▶ _Directions_
Please retype each of the records below word for word, leaving nothing out.

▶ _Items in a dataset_
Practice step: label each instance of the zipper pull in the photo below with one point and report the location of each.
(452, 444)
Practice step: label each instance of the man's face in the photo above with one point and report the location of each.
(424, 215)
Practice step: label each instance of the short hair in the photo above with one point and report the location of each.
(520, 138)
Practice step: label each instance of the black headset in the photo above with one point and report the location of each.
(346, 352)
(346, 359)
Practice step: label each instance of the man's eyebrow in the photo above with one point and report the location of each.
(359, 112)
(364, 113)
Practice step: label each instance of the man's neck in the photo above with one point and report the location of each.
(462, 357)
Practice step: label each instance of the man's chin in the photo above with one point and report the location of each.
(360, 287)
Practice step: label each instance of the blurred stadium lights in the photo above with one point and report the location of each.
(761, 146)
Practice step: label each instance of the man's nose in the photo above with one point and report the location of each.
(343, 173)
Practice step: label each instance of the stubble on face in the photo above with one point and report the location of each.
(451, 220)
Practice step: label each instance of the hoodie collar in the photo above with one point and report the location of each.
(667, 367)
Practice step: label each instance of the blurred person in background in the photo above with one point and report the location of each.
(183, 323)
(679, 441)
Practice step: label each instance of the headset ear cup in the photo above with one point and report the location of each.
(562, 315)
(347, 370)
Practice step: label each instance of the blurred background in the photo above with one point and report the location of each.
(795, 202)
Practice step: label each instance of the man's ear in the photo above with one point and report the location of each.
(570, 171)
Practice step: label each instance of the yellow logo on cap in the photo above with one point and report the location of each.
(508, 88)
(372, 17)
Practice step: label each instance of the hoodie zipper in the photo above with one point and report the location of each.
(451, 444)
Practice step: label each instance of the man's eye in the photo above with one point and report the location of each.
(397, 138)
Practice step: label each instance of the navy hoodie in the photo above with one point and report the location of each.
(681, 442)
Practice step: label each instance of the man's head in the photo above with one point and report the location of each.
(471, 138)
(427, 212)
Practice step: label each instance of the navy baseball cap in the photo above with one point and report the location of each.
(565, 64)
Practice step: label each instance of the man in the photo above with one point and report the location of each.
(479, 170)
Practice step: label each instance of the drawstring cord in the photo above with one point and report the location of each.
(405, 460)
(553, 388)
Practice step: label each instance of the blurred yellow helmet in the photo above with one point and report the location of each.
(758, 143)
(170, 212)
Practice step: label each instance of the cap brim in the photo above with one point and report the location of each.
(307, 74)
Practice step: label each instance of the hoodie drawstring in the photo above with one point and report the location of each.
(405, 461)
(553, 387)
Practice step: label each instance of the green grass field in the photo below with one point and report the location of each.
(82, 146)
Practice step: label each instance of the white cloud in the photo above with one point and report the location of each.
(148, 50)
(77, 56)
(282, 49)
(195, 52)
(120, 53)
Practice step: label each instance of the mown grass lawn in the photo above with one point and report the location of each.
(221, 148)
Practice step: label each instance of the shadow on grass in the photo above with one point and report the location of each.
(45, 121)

▶ _Solution to this exercise_
Practice step: label each instance of the zipper pull in the photo below with one point and report the location of each.
(452, 444)
Practice step: label each instance of the man's face in the photo above with one point and report the location of each.
(424, 215)
Practice step: label each instance of the short hair in the photo above with one point and report the location of each.
(520, 138)
Practice step: label each instance of the black headset in the photo above with one point and report the location of each.
(346, 352)
(346, 359)
Practice step: label each instance of the man's eyebrow in the photo above with one point and report the location of each.
(359, 112)
(364, 113)
Practice step: label each instance of the man's neck in the photo above with one point and report the location of each.
(462, 357)
Practice step: label each instance of the man's chin in the photo above with one point and report the location of each.
(360, 287)
Practice step: label each instance of the blurred stadium lights in the photo above with one point and report the location of each.
(761, 146)
Practice step: label each instance of the man's nose in the photo above with one point and report the location of each.
(343, 173)
Practice step: label each instance of the stubble on face in the photo above with one point and report the location of each.
(451, 220)
Practice step: label each instance of the hoodie collar in the photo above with one point and report the location of each.
(667, 367)
Practice step: label each instance of the blurred person in background in the photo above with one point and report the location of each.
(183, 323)
(679, 441)
Practice step: label each instance of the headset ear cup in the photo above with one point and report the location of each.
(562, 315)
(347, 370)
Practice step: label each instance of the blurred background in the photo above with one point and report the location of each.
(795, 202)
Practice step: label each instance of the man's ear in the photo above with one point and report the location of each.
(570, 171)
Practice step: label each instance of the yellow logo on cap in the photo above with one point and report the location of each.
(508, 88)
(372, 17)
Practice step: label each instance of the hoodie zipper in the photo above with one point and report the location of each.
(451, 444)
Practice step: label each instance of the man's eye in the photo above with one point and report the location of each.
(397, 138)
Practice step: label each instance of the navy hoodie in the photo above with one point and report the location of each.
(681, 442)
Practice step: label each instance of the man's head in the photo above with one point and report the location of each.
(471, 138)
(427, 212)
Practice step: label each instance of the navy baseball cap in the photo above with one point and report the location of each.
(565, 64)
Practice step: label each instance of the man in the photo above with one point and report the location of each.
(479, 170)
Practice step: label each instance of the drawstring cord in the photo above with one point and report the location of each.
(405, 460)
(553, 388)
Practice step: label each instance of the blurred yellow helmet in the photo above with one point and report the location of each.
(758, 143)
(170, 212)
Practice step: label each instance of the cap brim in the photo above with one point and report the location of each.
(307, 74)
Practice step: label each instance of the hoodie drawstring in the photo above with one point and report the location of each.
(405, 461)
(553, 387)
Practice step: label each instance of the green grass field in the photo below with one point and report the location of each.
(82, 146)
Practice step: label each instance of the white cloud in the photo above with one point and report the location of each.
(148, 50)
(77, 56)
(282, 49)
(195, 52)
(120, 53)
Practice step: label each instance of the mown grass lawn in the photo above with one point and report the location of each.
(221, 148)
Practice step: label each instance of the shadow on grass in the photo above with one point and report the location of each.
(45, 121)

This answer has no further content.